Düşünce Hayatımıza Yön Veren Metinlerden
ÖRNEKLER-(61-64)
Onbinlerce insana SATILAN veya DAĞITALAN orta
seviyede bir sözlükte yer alan aşağıdaki METİNLERİ OKUYUNCA ben çok UTANDIM,
çok üzüldüm, çok düşündüm, çok kahroldum.
Onlarca yıldır YENİ NESİLLER BÖYLE YETİŞTİRİLDİ
İŞTE.
Çok üzgünüm.
Bu üzüntümden dolayı, bundan sonraki nesiller
de heba olmasın diye aşağıda künyesi verilen eser ve onun gibi olanlar hakkında
makaleler yazıyorum, yazacağım, yazmalıyım.
VALLAHİ de BİLLAHİ de TALLAHİ de yazacağım, yazmalıyım.
Yeter ki Yüce Rabbım bana sağlık versin.
1-‘en-Nafita (nun, elif, fe, tı, kapalı te):
Çalışmadan avuçta meydana gelen içi su dolu kabarcık’;
2-‘Nefeda (nun, fe, dal): Asma tomurcuklanmak’;
3-‘en-Netîh (nun, tı, ha): en-Netîhatü (nun,
tı, iki noktalı ye, ha, kapalı te): Süsülüp toslanarak ölmüş hayvan’;
4-‘en-Nesâ (nun, sin, elif): Oturak hizasından
topuğa uzanan bir sinir’;
(Bakınız: Bekir Topaloğlu,
Hayreddin Karaman, Arapça-Türkçe Yeni Kamus, İstanbul-1991, Nesil Yayınları, s.441, 445, 437).
---
Düşünce Hayatımıza Yön Veren Metinlerden
ÖRNEKLER-(65-68)
AŞAĞIDAKİ METİNLERİN YER ALDIĞI SÖZLÜK, bugün
bile/hala BASILIP ÖĞRENCİLERİMİZE SUNULMAYA DEVAM EDİYOR.
Ne diyeyim? KARAR SİZİN..
1-‘Ecbele (elif, cim, be, lam): Dağa rasladı’;
2-‘Cezebe (cim, peltek ze, be): (Hayvan) sütünü
çekmek’;
3-‘Cedele (cim, dal, lam): Buğday tane tutmak;
ipi sağlamca bükmek’;
4-‘Cezze (en-Nahlü) (cim, keskin ze): Hurma
meyvesinin kesimi yaklaştı’;
(Bakınız: Bekir Topaloğlu,
Hayreddin Karaman, Arapça-Türkçe Yeni Kamus, İstanbul-1991, Nesil Yayınları, s.41-43, 45).
---
Düşünce Hayatımıza Yön Veren Metinlerden
ÖRNEKLER-(69-72)

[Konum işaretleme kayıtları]

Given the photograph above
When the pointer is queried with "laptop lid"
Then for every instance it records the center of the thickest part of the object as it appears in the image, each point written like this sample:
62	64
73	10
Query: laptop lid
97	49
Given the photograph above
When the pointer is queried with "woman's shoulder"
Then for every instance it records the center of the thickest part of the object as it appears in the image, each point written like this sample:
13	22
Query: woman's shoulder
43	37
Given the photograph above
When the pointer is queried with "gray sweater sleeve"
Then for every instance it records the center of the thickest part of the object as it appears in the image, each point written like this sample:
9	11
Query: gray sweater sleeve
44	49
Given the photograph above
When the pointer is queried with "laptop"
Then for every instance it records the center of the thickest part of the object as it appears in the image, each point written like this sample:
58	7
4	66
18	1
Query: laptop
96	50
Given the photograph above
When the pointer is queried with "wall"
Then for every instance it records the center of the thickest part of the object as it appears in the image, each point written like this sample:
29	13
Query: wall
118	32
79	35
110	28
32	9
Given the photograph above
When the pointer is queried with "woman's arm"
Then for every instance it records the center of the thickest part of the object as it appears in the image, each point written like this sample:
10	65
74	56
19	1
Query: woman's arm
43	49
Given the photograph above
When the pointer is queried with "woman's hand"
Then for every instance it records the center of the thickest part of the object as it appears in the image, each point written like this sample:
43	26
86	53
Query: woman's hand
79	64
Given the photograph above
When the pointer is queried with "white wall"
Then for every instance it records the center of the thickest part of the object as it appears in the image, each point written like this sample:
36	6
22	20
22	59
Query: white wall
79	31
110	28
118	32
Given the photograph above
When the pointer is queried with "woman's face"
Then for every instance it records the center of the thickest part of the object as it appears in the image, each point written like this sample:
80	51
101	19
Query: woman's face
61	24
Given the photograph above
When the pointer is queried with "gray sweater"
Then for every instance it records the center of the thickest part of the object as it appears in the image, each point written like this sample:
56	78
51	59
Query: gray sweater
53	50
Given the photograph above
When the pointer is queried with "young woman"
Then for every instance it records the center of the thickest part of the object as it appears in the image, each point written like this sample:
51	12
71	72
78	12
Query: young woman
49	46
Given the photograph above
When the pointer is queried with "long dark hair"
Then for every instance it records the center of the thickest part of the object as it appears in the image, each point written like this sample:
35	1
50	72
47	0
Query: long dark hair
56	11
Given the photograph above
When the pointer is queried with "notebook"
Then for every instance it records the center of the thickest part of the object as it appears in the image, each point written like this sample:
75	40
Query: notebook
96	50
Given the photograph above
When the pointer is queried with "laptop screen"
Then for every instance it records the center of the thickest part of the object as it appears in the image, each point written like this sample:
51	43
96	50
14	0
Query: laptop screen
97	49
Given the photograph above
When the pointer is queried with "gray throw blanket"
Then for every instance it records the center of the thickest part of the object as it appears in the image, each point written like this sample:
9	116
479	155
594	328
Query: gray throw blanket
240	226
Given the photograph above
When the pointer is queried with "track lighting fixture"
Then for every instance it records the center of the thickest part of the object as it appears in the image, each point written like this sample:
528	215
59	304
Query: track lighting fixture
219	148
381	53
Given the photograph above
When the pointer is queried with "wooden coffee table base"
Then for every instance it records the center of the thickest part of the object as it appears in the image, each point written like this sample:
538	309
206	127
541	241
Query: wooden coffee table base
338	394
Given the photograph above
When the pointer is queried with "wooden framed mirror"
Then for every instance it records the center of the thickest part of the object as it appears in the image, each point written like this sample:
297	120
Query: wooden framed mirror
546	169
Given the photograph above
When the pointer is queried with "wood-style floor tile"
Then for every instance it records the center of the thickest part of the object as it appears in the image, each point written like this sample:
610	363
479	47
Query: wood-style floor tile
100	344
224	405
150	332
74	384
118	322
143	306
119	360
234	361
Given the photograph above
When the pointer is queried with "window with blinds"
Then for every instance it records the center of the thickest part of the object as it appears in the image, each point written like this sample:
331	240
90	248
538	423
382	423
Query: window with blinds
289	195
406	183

Yazılı görev A
Sözlük yazısının "VALLAHİ de BİLLAHİ" sözleriyle başlayıp "s.441, 445, 437)." sözleriyle biten bölümünü, bu son sözler de dahil olmak üzere, hiçbir değişiklik yapmadan yazın.
Yazılı görev B
Sözlük yazısını kaldığı yerden sürdürür müsünüz?

Yazılı yanıt A
VALLAHİ de BİLLAHİ de TALLAHİ de yazacağım, yazmalıyım.
Yeter ki Yüce Rabbım bana sağlık versin.
1-‘en-Nafita (nun, elif, fe, tı, kapalı te):
Çalışmadan avuçta meydana gelen içi su dolu kabarcık’;
2-‘Nefeda (nun, fe, dal): Asma tomurcuklanmak’;
3-‘en-Netîh (nun, tı, ha): en-Netîhatü (nun,
tı, iki noktalı ye, ha, kapalı te): Süsülüp toslanarak ölmüş hayvan’;
4-‘en-Nesâ (nun, sin, elif): Oturak hizasından
topuğa uzanan bir sinir’;
(Bakınız: Bekir Topaloğlu,
Hayreddin Karaman, Arapça-Türkçe Yeni Kamus, İstanbul-1991, Nesil Yayınları, s.441, 445, 437).

Yazılı yanıt B
ONLARCA YILDIR BASILAN ve hala öğrencilerimize
ORTA DÜZEYDE SÖZLÜK OLARAK SUNULAN bir eserde yer alan aşağıdaki metinleri iyice
inceleyince şu kanaate vardım:
BU GİBİ ESERLER dikkatli bir şekilde
incelenmeden, göz önüne alınmadan, Türkçe’deki ve başka dillerdeki aynı amaca
yönelik eserlerle mukayese edilmeden ASLA, ASLA, ASLA, ASLA, ASLA Çağdaş Türk
Düşüncesi ANLAŞILAMAZ. Hele hele, bu eserler değerlendirilmeden ASLA ve ASLA,
ÇAĞDAŞ DİN/İSLAM DÜŞÜNCESİ TARİHİ YAZILAMAZ.
Bu gibi makaleler yazmamın bir sebebi işte tam
da budur.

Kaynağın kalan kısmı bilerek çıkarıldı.